DATA TO PROCESS section start

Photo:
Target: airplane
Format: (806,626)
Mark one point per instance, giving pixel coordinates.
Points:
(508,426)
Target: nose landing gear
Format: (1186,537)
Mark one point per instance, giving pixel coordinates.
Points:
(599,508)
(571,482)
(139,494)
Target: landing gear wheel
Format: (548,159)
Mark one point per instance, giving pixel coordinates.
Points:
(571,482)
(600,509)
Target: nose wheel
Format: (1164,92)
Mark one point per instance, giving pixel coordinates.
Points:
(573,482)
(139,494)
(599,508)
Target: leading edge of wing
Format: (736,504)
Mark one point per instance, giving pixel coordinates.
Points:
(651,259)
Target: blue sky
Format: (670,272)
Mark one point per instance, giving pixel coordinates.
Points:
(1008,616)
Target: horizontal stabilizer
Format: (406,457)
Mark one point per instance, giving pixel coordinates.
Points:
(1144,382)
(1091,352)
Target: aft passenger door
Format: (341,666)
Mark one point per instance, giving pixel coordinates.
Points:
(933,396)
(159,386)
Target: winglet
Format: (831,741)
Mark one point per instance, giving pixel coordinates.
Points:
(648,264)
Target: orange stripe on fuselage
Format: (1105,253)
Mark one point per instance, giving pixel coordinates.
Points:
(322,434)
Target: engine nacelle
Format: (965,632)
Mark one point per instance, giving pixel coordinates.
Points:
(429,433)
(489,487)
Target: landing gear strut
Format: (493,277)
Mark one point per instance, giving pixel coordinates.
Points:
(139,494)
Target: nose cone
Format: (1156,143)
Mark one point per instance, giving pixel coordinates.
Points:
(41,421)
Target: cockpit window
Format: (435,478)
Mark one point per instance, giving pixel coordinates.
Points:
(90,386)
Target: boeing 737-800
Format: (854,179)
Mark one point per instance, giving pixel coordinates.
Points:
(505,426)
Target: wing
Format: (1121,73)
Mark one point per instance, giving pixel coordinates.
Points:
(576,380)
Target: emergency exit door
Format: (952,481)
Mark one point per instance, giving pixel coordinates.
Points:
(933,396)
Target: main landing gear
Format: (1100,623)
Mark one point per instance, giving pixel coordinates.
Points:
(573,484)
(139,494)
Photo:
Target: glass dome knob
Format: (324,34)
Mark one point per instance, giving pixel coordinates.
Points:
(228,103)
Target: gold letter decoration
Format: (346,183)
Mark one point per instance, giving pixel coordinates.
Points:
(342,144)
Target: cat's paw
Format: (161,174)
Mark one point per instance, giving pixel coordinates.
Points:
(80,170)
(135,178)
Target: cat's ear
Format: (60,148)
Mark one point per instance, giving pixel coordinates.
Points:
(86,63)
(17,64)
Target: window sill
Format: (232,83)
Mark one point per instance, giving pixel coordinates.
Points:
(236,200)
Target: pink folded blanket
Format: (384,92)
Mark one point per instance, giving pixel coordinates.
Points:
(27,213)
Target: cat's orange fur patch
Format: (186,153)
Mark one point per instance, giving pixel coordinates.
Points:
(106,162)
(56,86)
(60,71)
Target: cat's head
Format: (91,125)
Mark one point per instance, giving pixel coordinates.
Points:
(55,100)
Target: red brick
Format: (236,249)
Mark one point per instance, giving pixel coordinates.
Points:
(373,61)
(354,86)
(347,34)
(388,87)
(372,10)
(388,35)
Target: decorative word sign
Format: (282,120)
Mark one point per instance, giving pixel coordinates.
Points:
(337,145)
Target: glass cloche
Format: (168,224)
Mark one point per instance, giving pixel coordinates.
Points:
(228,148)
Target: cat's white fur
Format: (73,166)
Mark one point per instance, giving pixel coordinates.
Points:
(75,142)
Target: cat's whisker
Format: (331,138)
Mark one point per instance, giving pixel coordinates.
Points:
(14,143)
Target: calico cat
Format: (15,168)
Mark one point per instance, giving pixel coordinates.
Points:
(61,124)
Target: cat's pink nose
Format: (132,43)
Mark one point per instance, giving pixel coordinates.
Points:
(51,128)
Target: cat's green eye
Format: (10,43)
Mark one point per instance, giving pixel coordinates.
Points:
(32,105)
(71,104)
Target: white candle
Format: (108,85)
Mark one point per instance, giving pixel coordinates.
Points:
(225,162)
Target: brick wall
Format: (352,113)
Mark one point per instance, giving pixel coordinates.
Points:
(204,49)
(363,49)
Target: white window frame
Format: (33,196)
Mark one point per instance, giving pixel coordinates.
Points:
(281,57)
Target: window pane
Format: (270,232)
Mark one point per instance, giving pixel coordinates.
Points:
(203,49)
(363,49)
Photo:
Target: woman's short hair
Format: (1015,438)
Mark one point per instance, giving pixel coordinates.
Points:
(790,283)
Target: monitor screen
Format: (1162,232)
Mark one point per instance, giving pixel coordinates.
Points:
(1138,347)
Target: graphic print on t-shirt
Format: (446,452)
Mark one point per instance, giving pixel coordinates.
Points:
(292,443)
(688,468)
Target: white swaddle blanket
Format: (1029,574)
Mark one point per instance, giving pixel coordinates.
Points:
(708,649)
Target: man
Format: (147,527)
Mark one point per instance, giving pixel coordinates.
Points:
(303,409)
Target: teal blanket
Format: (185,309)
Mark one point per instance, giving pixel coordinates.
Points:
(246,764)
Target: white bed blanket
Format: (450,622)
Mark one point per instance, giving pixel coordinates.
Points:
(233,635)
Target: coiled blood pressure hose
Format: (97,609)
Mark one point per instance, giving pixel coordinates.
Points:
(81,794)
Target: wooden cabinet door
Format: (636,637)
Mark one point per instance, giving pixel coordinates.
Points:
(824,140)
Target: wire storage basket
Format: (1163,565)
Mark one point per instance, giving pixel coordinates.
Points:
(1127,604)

DATA TO PROCESS section end

_AIM OF THE EXERCISE_.
Every line that contains the string "gear" should be copied from the records.

_RESULT BELOW_.
Target: nose landing gear
Target: landing gear wheel
Target: landing gear strut
Target: main landing gear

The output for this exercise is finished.